[Boundary labeling entries]
· · · · ·
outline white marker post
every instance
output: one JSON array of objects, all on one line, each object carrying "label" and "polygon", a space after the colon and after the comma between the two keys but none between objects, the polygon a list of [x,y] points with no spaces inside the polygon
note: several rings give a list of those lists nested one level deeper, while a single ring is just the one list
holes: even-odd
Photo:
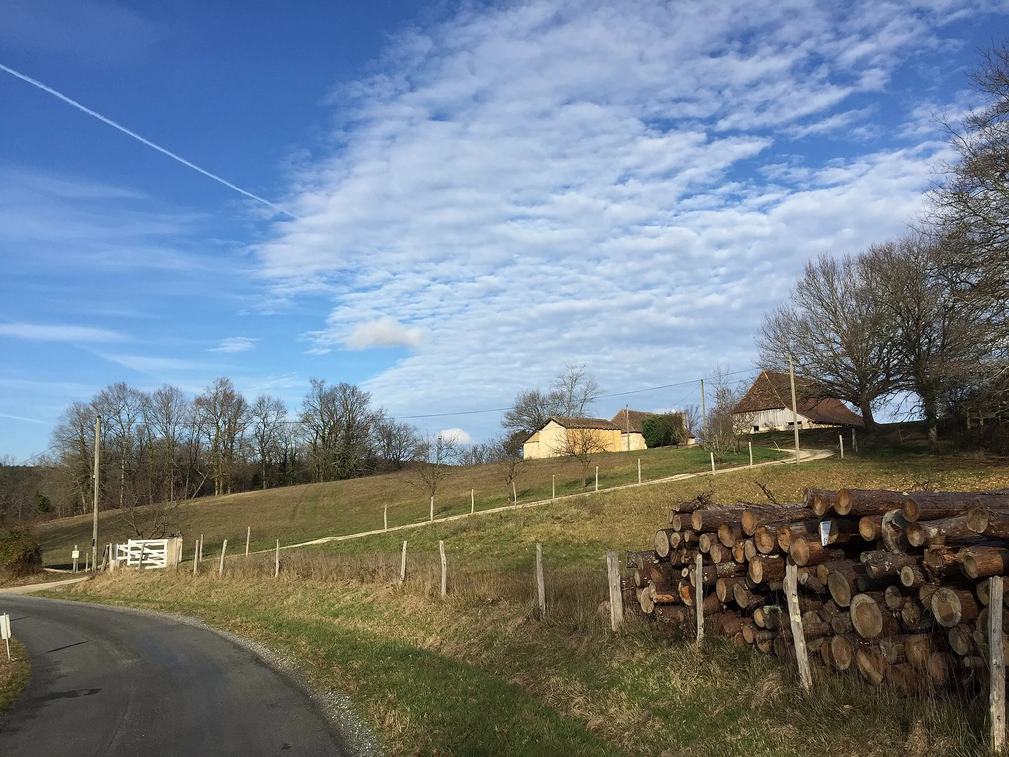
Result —
[{"label": "white marker post", "polygon": [[3,636],[4,643],[7,645],[7,659],[10,659],[10,616],[4,613],[0,615],[0,635]]}]

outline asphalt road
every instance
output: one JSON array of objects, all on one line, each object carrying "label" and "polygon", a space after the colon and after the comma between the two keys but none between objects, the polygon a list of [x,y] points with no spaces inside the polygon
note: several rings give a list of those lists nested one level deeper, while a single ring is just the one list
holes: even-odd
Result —
[{"label": "asphalt road", "polygon": [[345,754],[305,694],[213,631],[33,597],[0,597],[4,612],[31,679],[0,754]]}]

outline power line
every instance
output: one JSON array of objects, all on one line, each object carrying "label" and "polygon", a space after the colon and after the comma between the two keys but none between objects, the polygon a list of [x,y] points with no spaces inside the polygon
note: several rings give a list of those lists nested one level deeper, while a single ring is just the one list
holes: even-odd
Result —
[{"label": "power line", "polygon": [[41,82],[39,82],[37,79],[32,79],[29,76],[25,76],[24,74],[21,74],[20,72],[14,71],[13,69],[8,68],[7,66],[4,66],[3,64],[0,64],[0,71],[6,71],[11,76],[15,76],[18,79],[20,79],[21,81],[27,82],[31,86],[37,87],[38,89],[42,90],[43,92],[48,92],[50,95],[60,98],[65,103],[69,103],[70,105],[73,105],[78,110],[84,111],[89,116],[94,116],[99,121],[102,121],[103,123],[107,123],[109,126],[112,126],[113,128],[119,129],[124,134],[128,134],[129,136],[133,137],[134,139],[136,139],[136,140],[138,140],[140,142],[143,142],[148,147],[153,147],[158,152],[161,152],[161,153],[167,155],[169,157],[173,158],[174,160],[178,160],[183,166],[188,166],[189,168],[193,169],[194,171],[198,171],[201,174],[203,174],[204,176],[213,179],[215,182],[220,182],[225,187],[228,187],[229,189],[233,189],[235,192],[238,192],[238,193],[241,193],[242,195],[245,195],[245,197],[251,198],[252,200],[255,200],[257,202],[261,202],[264,205],[268,205],[269,207],[273,208],[274,210],[279,211],[281,213],[284,213],[287,216],[291,216],[292,218],[295,218],[295,219],[298,218],[298,216],[296,216],[296,215],[294,215],[292,213],[289,213],[288,211],[284,210],[279,206],[271,203],[269,200],[267,200],[267,199],[265,199],[263,197],[259,197],[258,195],[253,195],[251,192],[243,190],[241,187],[235,186],[234,184],[232,184],[228,180],[222,179],[221,177],[217,176],[217,174],[211,174],[206,169],[201,169],[195,163],[191,163],[191,161],[187,160],[182,155],[177,155],[172,150],[165,149],[164,147],[160,146],[159,144],[154,144],[149,139],[146,139],[146,138],[140,136],[135,131],[131,131],[130,129],[127,129],[122,124],[116,123],[111,118],[106,118],[101,113],[99,113],[97,111],[94,111],[91,108],[88,108],[87,106],[82,105],[77,100],[73,100],[73,99],[67,97],[62,92],[58,92],[57,90],[52,89],[51,87],[47,87],[46,85],[44,85]]}]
· · · · ·
Rewrite all the entries above, replacing each occurrence of "every instance" with "all instances" and leaving everything else unchanged. Omit the pictures from your answer.

outline white marker post
all instances
output: one JSON array of objects, all on one line, each object carrying "label" and "polygon", a space after the colon and after the comma between the two keys but none between objects, the polygon a list of [x,y] points with no spaces inside the polygon
note: several rings give a list of those lists nested one level deeper, while a single ring is just the one list
holes: even-odd
Photo:
Result —
[{"label": "white marker post", "polygon": [[3,636],[4,643],[7,645],[7,659],[10,659],[10,616],[4,613],[0,615],[0,635]]}]

outline asphalt road
all instances
output: one JSON array of objects, all on one line, each object carrying "label" and "polygon", a space after the colon and after the comma between the two keys but none between objects, the polygon a list of [x,y] points with no spaces inside the polygon
note: several rings give a list of those lists nested one level deeper, while a single ring is just the one list
holes: even-odd
Result —
[{"label": "asphalt road", "polygon": [[345,754],[305,694],[213,631],[33,597],[0,597],[4,612],[31,679],[0,754]]}]

outline power line
all instances
output: one JSON array of objects, all on one line, each object carrying "label" and "polygon", a space after the colon and after the comma between the two keys but none between objects, the polygon a list of [x,y] points with no spaces inside the polygon
note: several rings give a list of those lists nested one level deeper, while a single ring is just the one list
holes: even-odd
Result —
[{"label": "power line", "polygon": [[41,82],[39,82],[37,79],[32,79],[29,76],[25,76],[24,74],[21,74],[20,72],[14,71],[13,69],[8,68],[7,66],[4,66],[3,64],[0,64],[0,71],[6,71],[11,76],[15,76],[18,79],[20,79],[21,81],[27,82],[31,86],[37,87],[38,89],[42,90],[43,92],[48,92],[50,95],[60,98],[65,103],[69,103],[70,105],[73,105],[78,110],[84,111],[89,116],[94,116],[99,121],[102,121],[103,123],[107,123],[109,126],[112,126],[113,128],[119,129],[124,134],[128,134],[129,136],[133,137],[134,139],[136,139],[136,140],[138,140],[140,142],[143,142],[148,147],[153,147],[158,152],[161,152],[161,153],[167,155],[169,157],[173,158],[174,160],[178,160],[183,166],[188,166],[189,168],[193,169],[194,171],[198,171],[201,174],[203,174],[204,176],[213,179],[215,182],[220,182],[225,187],[228,187],[229,189],[233,189],[235,192],[238,192],[238,193],[241,193],[242,195],[245,195],[245,197],[251,198],[252,200],[255,200],[257,202],[261,202],[264,205],[268,205],[269,207],[273,208],[274,210],[279,211],[281,213],[284,213],[287,216],[291,216],[292,218],[295,218],[295,219],[298,218],[298,216],[296,216],[296,215],[294,215],[292,213],[289,213],[288,211],[284,210],[279,206],[271,203],[269,200],[267,200],[267,199],[265,199],[263,197],[259,197],[258,195],[253,195],[251,192],[243,190],[241,187],[235,186],[234,184],[232,184],[228,180],[222,179],[221,177],[217,176],[217,174],[211,174],[206,169],[201,169],[195,163],[191,163],[191,161],[187,160],[182,155],[177,155],[172,150],[165,149],[164,147],[160,146],[159,144],[154,144],[149,139],[146,139],[146,138],[140,136],[135,131],[131,131],[130,129],[127,129],[122,124],[116,123],[111,118],[106,118],[101,113],[99,113],[97,111],[94,111],[91,108],[88,108],[87,106],[82,105],[77,100],[73,100],[73,99],[67,97],[62,92],[58,92],[57,90],[52,89],[51,87],[47,87],[46,85],[44,85]]}]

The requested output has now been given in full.